What is being asked: Extract the records below word for word and ignore the images.

Segment Start: Material to process

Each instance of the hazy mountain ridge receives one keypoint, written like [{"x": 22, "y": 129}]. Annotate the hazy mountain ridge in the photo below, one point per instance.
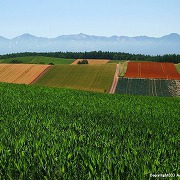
[{"x": 168, "y": 44}]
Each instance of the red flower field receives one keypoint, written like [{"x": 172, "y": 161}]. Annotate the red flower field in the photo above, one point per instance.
[{"x": 153, "y": 70}]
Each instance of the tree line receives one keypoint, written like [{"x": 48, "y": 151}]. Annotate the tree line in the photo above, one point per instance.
[{"x": 174, "y": 58}]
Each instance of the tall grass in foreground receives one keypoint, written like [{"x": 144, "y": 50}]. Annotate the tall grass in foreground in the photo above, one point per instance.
[{"x": 51, "y": 133}]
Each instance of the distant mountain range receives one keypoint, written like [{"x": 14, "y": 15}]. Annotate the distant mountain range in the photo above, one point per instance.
[{"x": 169, "y": 44}]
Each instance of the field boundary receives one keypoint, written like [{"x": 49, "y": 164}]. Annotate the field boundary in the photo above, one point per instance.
[{"x": 115, "y": 80}]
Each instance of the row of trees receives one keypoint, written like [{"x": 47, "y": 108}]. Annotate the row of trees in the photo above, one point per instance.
[{"x": 100, "y": 55}]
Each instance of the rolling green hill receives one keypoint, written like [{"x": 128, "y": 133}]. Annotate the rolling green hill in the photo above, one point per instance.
[
  {"x": 52, "y": 133},
  {"x": 38, "y": 60},
  {"x": 86, "y": 77}
]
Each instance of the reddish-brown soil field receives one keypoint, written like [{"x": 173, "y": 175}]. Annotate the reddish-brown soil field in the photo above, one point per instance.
[
  {"x": 93, "y": 61},
  {"x": 21, "y": 73},
  {"x": 153, "y": 70}
]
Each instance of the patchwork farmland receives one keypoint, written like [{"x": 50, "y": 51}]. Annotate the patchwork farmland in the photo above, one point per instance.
[
  {"x": 52, "y": 133},
  {"x": 148, "y": 87},
  {"x": 37, "y": 60},
  {"x": 93, "y": 61},
  {"x": 84, "y": 77},
  {"x": 21, "y": 73},
  {"x": 150, "y": 79},
  {"x": 153, "y": 70}
]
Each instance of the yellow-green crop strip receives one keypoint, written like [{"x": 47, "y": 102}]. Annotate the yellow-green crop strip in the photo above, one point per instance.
[{"x": 52, "y": 133}]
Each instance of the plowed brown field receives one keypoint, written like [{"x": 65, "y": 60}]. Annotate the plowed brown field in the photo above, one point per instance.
[
  {"x": 93, "y": 61},
  {"x": 21, "y": 73},
  {"x": 153, "y": 70}
]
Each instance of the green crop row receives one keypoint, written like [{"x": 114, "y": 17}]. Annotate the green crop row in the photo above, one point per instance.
[{"x": 52, "y": 133}]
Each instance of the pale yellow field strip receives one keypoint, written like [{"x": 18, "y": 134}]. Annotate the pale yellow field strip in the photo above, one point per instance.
[
  {"x": 93, "y": 61},
  {"x": 20, "y": 73}
]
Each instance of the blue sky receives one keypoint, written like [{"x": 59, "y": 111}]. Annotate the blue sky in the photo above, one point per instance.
[{"x": 51, "y": 18}]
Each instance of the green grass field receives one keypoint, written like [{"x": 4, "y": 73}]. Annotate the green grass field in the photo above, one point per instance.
[
  {"x": 116, "y": 61},
  {"x": 38, "y": 59},
  {"x": 85, "y": 77},
  {"x": 178, "y": 67},
  {"x": 52, "y": 133}
]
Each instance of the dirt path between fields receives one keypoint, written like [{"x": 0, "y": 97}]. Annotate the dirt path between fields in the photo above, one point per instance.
[{"x": 115, "y": 81}]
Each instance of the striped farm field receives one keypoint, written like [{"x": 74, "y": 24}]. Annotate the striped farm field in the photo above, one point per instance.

Segment End: Material to process

Answer area:
Each instance of the hazy mountain ridge receives one keypoint, written like [{"x": 22, "y": 129}]. Annotate the hazy mountain ridge in the photo below, one point per instance.
[{"x": 168, "y": 44}]
Each instance of the red flower field receives one keypoint, written like [{"x": 172, "y": 161}]. Annotate the red flower field in the photo above, one point per instance.
[{"x": 153, "y": 70}]
Each instance of the tree line receives one keypoint, written like [{"x": 48, "y": 151}]. Annotate the tree line in the photo above, one point per instance.
[{"x": 174, "y": 58}]
Each instance of the tall grass in foreground receives one keypoint, written like [{"x": 144, "y": 50}]. Annotate the tall grass in foreground in the photo above, one point per instance.
[{"x": 51, "y": 133}]
Each instance of the distant mountain range receives one keypoint, written like [{"x": 14, "y": 15}]. Annotate the distant mountain range in the photo above, one point per instance.
[{"x": 169, "y": 44}]
Each instance of the field boundary receives one keypoint, written like [{"x": 49, "y": 164}]. Annotate the field boundary in the photo above, one point per instance.
[{"x": 115, "y": 80}]
Each instance of the row of trees receives one keypoint, written like [{"x": 47, "y": 108}]. Annotate the row of trees in the photo above, one point per instance.
[{"x": 100, "y": 55}]
Each instance of the rolling green hill receives one keypoint, written like [{"x": 128, "y": 133}]. Annotate the rolling green hill in the photo above, one point per instance.
[
  {"x": 52, "y": 133},
  {"x": 38, "y": 60},
  {"x": 86, "y": 77}
]
Each instance of the reddish-brown soil field receives one keypoint, written like [{"x": 173, "y": 175}]. Annotate the reddish-brown soil field in the photo above, one point per instance.
[
  {"x": 93, "y": 61},
  {"x": 21, "y": 73},
  {"x": 153, "y": 70}
]
Each instance of the patchwork farmland receives one keypoint, written like [{"x": 50, "y": 51}]. Annotate the patchwork farmland in the photo above, one point per instance.
[
  {"x": 52, "y": 133},
  {"x": 148, "y": 87},
  {"x": 37, "y": 60},
  {"x": 93, "y": 61},
  {"x": 84, "y": 77},
  {"x": 21, "y": 73},
  {"x": 150, "y": 79},
  {"x": 153, "y": 70}
]
Each instance of the yellow-green crop strip receives one keypoint, written like [{"x": 47, "y": 102}]. Annotate the yellow-green crop strip in the photo above, one point per instance.
[{"x": 52, "y": 133}]
Each instance of the plowed brown field receives one keypoint, written like [{"x": 65, "y": 60}]. Annotate the plowed brown field in the photo above, one point per instance.
[
  {"x": 93, "y": 61},
  {"x": 21, "y": 73},
  {"x": 153, "y": 70}
]
Each instance of the green crop row receives one keypoint, written like [{"x": 114, "y": 17}]. Annotate the green crop row in the photo above, one point per instance.
[{"x": 52, "y": 133}]
Each instance of the pale yellow field strip receives one keypoint, written like [{"x": 18, "y": 134}]. Annotate the pale yellow field strip in the photo above, one point per instance.
[
  {"x": 93, "y": 61},
  {"x": 20, "y": 73}
]
Each instance of the blue sky receives one keypoint, written like [{"x": 59, "y": 111}]. Annotate the blue sky in the photo above, one point per instance.
[{"x": 51, "y": 18}]
Each instance of the green grass field receives one keypoint, written like [{"x": 4, "y": 73}]. Annotate the green grass field in the photo above, one point per instance.
[
  {"x": 116, "y": 61},
  {"x": 38, "y": 59},
  {"x": 85, "y": 77},
  {"x": 178, "y": 67},
  {"x": 52, "y": 133}
]
Each instance of the dirt path between fields receives one keypoint, written like [{"x": 0, "y": 97}]. Annotate the dirt path between fields in the photo above, one point per instance.
[{"x": 115, "y": 81}]
Each instance of the striped farm field receives one keypoint, written like [{"x": 74, "y": 24}]. Annotate the striped farm field in the photo above, one point per instance.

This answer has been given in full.